(WHAT TO PRODUCE) Print the passage on poverty word for word, starting at "I did not dare" and stopping after "by my coat.".

------ READING TEXT

His sense of material poverty was overwhelming. He embraced countless privations. During his stay in Rome awaiting the approbation of the congregation, his poverty became a misery. He wrote:

I did not dare approach Tarlonia for so small a sum as one hundred Roman crowns, so I drew it from M. Curani. I shall ask my uncle to settle this. I used this money to pay my debts; I owed two months board and lodgings to the people with whom I stay. Clothes are my real worry. You should see how I try to make them last. I take advantage of the dry weather to wear out my old breeches; there are holes in them, here, there, and everywhere, but my soutane covers all. But, if it rained, I would have to gather up my soutane, and then my raggedness would be only too visible. If I hadn’t to appear so frequently before Cardinals, I would wear my old soutane all the time, for its wrinkles would be hidden by my coat.

It was the same kind of life his community experienced. Preaching at Rognac during a harsh winter the mission Fathers Tempier and Mye experienced tremendous hardships. Sometimes, their hosts were not very hospitable. Their bed was only a pile of straw to sleep upon and had to be frugal in every way. Like their leader, they submitted themselves to these privations joyfully for the love of the Crucified Saviour who was the centre of their lives.

------------
------ RECORDED DATA

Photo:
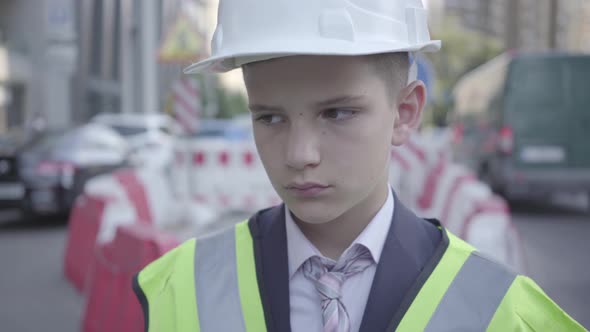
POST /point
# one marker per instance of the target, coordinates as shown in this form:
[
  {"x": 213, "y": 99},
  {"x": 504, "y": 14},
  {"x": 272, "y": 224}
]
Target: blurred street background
[{"x": 90, "y": 89}]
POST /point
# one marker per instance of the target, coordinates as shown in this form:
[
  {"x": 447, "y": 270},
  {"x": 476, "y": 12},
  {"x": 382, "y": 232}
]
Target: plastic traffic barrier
[
  {"x": 84, "y": 224},
  {"x": 111, "y": 305}
]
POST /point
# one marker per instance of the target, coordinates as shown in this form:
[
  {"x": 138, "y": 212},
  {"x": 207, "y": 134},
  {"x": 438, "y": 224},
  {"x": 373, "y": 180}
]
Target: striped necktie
[{"x": 328, "y": 278}]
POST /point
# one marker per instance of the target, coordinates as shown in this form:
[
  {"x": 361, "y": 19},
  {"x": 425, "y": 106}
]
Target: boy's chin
[{"x": 314, "y": 214}]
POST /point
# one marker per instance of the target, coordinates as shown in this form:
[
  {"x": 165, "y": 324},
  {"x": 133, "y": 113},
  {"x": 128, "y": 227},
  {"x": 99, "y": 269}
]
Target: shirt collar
[{"x": 300, "y": 249}]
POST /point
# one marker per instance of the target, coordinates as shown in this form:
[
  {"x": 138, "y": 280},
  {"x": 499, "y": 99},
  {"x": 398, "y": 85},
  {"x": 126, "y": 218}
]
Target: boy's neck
[{"x": 334, "y": 237}]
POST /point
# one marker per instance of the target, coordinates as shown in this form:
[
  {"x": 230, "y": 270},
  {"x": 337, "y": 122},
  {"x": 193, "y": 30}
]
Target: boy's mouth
[{"x": 306, "y": 189}]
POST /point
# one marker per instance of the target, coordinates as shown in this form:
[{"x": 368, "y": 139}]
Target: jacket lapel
[
  {"x": 409, "y": 247},
  {"x": 270, "y": 246}
]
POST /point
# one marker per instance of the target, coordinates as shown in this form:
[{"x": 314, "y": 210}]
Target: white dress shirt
[{"x": 306, "y": 312}]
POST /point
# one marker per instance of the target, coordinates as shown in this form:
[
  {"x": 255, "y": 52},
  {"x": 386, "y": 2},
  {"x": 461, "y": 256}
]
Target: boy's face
[{"x": 324, "y": 127}]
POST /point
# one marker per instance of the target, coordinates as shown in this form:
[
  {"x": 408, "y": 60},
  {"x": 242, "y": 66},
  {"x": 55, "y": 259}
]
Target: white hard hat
[{"x": 254, "y": 30}]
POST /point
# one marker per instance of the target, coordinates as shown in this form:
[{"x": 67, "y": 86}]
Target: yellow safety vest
[{"x": 211, "y": 285}]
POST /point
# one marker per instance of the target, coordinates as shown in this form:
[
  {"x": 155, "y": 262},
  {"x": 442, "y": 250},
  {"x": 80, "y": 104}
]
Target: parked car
[
  {"x": 231, "y": 129},
  {"x": 532, "y": 138},
  {"x": 12, "y": 189},
  {"x": 150, "y": 136},
  {"x": 50, "y": 166}
]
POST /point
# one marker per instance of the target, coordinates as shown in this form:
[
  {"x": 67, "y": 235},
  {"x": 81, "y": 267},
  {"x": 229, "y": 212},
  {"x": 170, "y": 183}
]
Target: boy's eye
[
  {"x": 269, "y": 119},
  {"x": 338, "y": 114}
]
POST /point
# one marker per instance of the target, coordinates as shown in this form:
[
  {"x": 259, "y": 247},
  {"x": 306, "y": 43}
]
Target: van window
[
  {"x": 580, "y": 72},
  {"x": 537, "y": 83}
]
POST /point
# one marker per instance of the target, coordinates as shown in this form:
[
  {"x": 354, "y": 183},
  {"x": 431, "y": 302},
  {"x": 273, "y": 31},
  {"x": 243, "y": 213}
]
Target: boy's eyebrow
[
  {"x": 339, "y": 100},
  {"x": 261, "y": 108},
  {"x": 322, "y": 104}
]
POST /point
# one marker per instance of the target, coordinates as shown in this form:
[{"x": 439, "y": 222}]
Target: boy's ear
[{"x": 410, "y": 104}]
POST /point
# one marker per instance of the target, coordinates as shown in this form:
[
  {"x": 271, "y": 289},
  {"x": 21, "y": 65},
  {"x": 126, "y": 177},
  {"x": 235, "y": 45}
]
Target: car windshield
[{"x": 128, "y": 130}]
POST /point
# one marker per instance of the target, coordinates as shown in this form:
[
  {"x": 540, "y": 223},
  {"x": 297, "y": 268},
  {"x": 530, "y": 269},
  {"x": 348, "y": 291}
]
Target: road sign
[{"x": 183, "y": 43}]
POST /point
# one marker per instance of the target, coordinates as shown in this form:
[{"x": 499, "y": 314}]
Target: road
[{"x": 34, "y": 296}]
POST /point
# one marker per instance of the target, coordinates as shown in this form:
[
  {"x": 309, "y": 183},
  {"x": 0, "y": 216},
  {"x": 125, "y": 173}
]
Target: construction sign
[{"x": 183, "y": 43}]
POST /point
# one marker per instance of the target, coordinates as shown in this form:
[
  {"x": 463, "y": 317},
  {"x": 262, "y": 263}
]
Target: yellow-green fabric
[
  {"x": 427, "y": 300},
  {"x": 248, "y": 283},
  {"x": 527, "y": 308},
  {"x": 169, "y": 287},
  {"x": 168, "y": 284}
]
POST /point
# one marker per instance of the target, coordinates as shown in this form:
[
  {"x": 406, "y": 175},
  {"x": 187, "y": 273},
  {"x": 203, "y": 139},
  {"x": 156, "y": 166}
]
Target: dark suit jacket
[{"x": 412, "y": 250}]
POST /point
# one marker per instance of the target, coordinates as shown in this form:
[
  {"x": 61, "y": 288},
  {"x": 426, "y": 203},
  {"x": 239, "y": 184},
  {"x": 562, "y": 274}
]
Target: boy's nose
[{"x": 302, "y": 149}]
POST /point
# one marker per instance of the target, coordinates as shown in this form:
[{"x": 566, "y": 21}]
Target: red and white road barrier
[
  {"x": 84, "y": 224},
  {"x": 110, "y": 303},
  {"x": 225, "y": 175},
  {"x": 466, "y": 206}
]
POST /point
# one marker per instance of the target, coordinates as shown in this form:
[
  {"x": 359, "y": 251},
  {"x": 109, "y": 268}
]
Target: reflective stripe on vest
[
  {"x": 226, "y": 285},
  {"x": 462, "y": 293}
]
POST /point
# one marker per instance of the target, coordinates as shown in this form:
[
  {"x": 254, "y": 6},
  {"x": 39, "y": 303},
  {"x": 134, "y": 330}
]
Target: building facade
[
  {"x": 38, "y": 43},
  {"x": 528, "y": 25}
]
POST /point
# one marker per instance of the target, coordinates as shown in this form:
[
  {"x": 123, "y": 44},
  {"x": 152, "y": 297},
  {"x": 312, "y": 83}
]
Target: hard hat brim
[{"x": 234, "y": 59}]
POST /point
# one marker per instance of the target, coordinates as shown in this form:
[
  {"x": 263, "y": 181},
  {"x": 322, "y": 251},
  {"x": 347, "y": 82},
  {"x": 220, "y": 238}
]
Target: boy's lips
[{"x": 306, "y": 189}]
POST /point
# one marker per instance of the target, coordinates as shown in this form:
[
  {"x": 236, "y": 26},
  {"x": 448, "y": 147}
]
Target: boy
[{"x": 328, "y": 87}]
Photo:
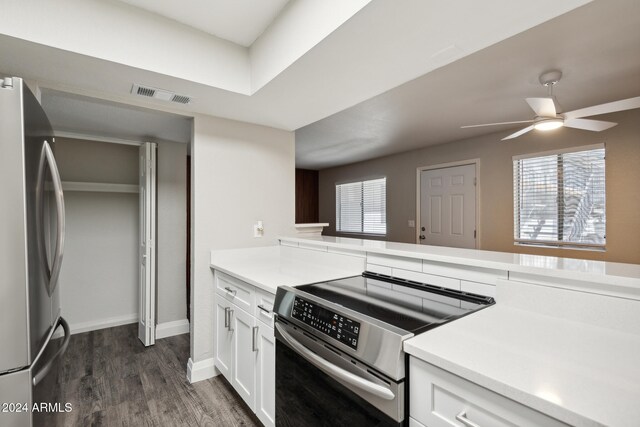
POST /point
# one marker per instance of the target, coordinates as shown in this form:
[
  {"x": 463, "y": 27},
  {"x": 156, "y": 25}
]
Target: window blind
[
  {"x": 559, "y": 198},
  {"x": 361, "y": 207}
]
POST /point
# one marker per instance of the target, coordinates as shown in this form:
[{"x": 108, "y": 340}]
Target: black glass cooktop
[{"x": 411, "y": 306}]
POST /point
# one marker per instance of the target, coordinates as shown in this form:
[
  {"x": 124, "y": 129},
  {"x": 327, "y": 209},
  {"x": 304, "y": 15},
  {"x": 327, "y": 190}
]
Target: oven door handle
[{"x": 334, "y": 370}]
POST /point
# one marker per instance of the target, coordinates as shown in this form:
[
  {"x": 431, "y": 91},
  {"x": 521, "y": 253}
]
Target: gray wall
[{"x": 496, "y": 185}]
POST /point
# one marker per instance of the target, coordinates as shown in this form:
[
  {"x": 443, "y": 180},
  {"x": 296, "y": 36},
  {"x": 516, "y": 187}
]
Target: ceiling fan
[{"x": 548, "y": 118}]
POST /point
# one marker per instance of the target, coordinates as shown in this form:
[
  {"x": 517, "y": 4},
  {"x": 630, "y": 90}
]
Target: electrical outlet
[{"x": 258, "y": 229}]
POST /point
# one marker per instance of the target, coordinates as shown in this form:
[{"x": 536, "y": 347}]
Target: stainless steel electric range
[{"x": 339, "y": 357}]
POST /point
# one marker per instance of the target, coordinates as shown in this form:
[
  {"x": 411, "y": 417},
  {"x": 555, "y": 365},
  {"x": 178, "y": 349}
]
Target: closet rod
[
  {"x": 100, "y": 187},
  {"x": 73, "y": 135}
]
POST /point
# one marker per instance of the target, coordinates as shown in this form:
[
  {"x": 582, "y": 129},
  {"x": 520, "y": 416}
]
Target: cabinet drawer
[
  {"x": 264, "y": 307},
  {"x": 441, "y": 399},
  {"x": 234, "y": 290}
]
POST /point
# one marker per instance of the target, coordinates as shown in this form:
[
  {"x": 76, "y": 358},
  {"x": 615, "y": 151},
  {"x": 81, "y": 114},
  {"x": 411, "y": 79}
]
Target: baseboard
[
  {"x": 78, "y": 328},
  {"x": 169, "y": 329},
  {"x": 202, "y": 370}
]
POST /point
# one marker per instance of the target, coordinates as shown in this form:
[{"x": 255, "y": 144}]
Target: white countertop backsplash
[
  {"x": 272, "y": 266},
  {"x": 624, "y": 276},
  {"x": 569, "y": 354},
  {"x": 567, "y": 348}
]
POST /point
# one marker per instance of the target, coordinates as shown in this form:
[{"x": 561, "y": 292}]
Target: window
[
  {"x": 559, "y": 198},
  {"x": 361, "y": 207}
]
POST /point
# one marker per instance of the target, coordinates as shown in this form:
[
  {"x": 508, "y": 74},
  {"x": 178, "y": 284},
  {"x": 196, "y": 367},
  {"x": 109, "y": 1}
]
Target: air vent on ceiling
[
  {"x": 181, "y": 99},
  {"x": 145, "y": 91},
  {"x": 161, "y": 94}
]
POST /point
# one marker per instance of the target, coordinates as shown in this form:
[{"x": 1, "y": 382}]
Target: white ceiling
[
  {"x": 597, "y": 47},
  {"x": 383, "y": 45},
  {"x": 239, "y": 21},
  {"x": 90, "y": 116}
]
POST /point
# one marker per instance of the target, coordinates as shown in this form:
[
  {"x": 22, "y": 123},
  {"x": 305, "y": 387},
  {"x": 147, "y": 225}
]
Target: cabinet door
[
  {"x": 223, "y": 336},
  {"x": 266, "y": 376},
  {"x": 244, "y": 355}
]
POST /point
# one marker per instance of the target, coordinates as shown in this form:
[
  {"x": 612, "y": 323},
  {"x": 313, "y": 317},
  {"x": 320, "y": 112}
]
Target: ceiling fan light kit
[
  {"x": 547, "y": 118},
  {"x": 548, "y": 124}
]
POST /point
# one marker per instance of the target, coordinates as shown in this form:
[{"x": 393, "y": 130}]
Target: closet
[{"x": 100, "y": 274}]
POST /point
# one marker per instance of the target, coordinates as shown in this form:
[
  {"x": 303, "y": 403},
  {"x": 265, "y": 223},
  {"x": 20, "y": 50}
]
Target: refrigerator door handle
[
  {"x": 54, "y": 273},
  {"x": 47, "y": 366}
]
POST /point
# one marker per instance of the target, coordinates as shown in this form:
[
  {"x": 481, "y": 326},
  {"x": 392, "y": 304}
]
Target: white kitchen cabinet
[
  {"x": 223, "y": 337},
  {"x": 266, "y": 376},
  {"x": 236, "y": 291},
  {"x": 264, "y": 307},
  {"x": 245, "y": 343},
  {"x": 244, "y": 356},
  {"x": 441, "y": 399}
]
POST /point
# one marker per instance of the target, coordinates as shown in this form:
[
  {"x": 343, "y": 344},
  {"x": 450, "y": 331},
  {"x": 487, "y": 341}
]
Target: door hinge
[{"x": 7, "y": 83}]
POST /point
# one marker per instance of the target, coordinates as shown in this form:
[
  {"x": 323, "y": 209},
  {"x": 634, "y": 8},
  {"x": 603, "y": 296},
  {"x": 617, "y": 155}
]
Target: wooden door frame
[{"x": 421, "y": 169}]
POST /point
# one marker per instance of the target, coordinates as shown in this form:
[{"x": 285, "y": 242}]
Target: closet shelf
[{"x": 100, "y": 187}]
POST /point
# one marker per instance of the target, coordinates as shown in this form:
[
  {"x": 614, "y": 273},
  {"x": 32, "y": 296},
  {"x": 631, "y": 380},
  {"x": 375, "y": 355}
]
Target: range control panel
[{"x": 326, "y": 321}]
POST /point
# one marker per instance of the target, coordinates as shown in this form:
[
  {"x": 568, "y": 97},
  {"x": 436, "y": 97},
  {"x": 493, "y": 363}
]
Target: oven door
[{"x": 318, "y": 385}]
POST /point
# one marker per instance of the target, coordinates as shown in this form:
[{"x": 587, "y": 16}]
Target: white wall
[
  {"x": 98, "y": 281},
  {"x": 99, "y": 276},
  {"x": 172, "y": 232},
  {"x": 240, "y": 173}
]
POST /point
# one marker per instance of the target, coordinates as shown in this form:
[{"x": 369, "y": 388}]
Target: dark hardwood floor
[{"x": 111, "y": 379}]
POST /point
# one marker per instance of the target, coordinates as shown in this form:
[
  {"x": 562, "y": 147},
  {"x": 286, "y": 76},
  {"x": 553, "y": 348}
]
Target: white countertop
[
  {"x": 272, "y": 266},
  {"x": 576, "y": 371},
  {"x": 610, "y": 273}
]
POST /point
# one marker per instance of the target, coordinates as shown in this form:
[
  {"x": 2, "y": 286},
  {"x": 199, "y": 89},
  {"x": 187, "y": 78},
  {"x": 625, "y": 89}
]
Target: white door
[
  {"x": 266, "y": 376},
  {"x": 244, "y": 355},
  {"x": 448, "y": 206},
  {"x": 147, "y": 310},
  {"x": 223, "y": 336}
]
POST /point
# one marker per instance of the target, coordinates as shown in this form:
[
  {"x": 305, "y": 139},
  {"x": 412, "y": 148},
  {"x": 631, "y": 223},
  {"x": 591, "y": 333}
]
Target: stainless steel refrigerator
[{"x": 31, "y": 252}]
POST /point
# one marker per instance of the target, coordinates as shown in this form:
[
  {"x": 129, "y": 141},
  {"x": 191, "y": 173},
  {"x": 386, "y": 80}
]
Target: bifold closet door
[{"x": 147, "y": 312}]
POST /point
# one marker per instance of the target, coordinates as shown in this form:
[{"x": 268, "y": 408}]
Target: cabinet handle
[
  {"x": 462, "y": 417},
  {"x": 229, "y": 328},
  {"x": 254, "y": 339},
  {"x": 261, "y": 307}
]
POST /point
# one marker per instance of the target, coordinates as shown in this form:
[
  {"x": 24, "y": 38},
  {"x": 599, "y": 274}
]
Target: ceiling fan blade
[
  {"x": 588, "y": 124},
  {"x": 609, "y": 107},
  {"x": 496, "y": 124},
  {"x": 517, "y": 134},
  {"x": 543, "y": 107}
]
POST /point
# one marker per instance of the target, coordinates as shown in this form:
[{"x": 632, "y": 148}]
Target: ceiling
[
  {"x": 220, "y": 18},
  {"x": 80, "y": 115},
  {"x": 597, "y": 47},
  {"x": 316, "y": 59}
]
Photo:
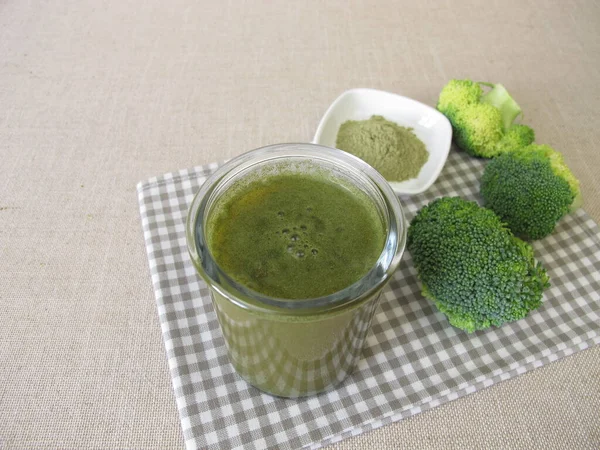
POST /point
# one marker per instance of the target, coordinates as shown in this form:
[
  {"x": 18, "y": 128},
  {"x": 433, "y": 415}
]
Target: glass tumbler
[{"x": 294, "y": 348}]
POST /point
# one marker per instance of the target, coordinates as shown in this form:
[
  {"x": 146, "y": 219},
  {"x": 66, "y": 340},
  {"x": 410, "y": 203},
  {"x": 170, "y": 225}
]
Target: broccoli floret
[
  {"x": 483, "y": 123},
  {"x": 531, "y": 189},
  {"x": 471, "y": 266}
]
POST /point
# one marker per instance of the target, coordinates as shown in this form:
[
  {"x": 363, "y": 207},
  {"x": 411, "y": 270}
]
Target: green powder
[{"x": 393, "y": 150}]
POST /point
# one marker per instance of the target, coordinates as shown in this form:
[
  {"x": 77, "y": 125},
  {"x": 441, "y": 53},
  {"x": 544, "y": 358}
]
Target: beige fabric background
[{"x": 97, "y": 95}]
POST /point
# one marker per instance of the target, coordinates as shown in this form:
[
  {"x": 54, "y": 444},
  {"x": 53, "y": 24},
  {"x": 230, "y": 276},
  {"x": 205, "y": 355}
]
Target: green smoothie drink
[{"x": 296, "y": 242}]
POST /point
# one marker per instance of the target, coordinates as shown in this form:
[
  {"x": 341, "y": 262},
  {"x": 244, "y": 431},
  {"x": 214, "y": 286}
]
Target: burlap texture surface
[{"x": 95, "y": 96}]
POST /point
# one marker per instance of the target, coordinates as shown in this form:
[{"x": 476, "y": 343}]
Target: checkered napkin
[{"x": 413, "y": 359}]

------------

(SOLVED PROBLEM)
I did not dare approach Tarlonia for so small a sum as one hundred Roman crowns, so I drew it from M. Curani. I shall ask my uncle to settle this. I used this money to pay my debts; I owed two months board and lodgings to the people with whom I stay. Clothes are my real worry. You should see how I try to make them last. I take advantage of the dry weather to wear out my old breeches; there are holes in them, here, there, and everywhere, but my soutane covers all. But, if it rained, I would have to gather up my soutane, and then my raggedness would be only too visible. If I hadn’t to appear so frequently before Cardinals, I would wear my old soutane all the time, for its wrinkles would be hidden by my coat.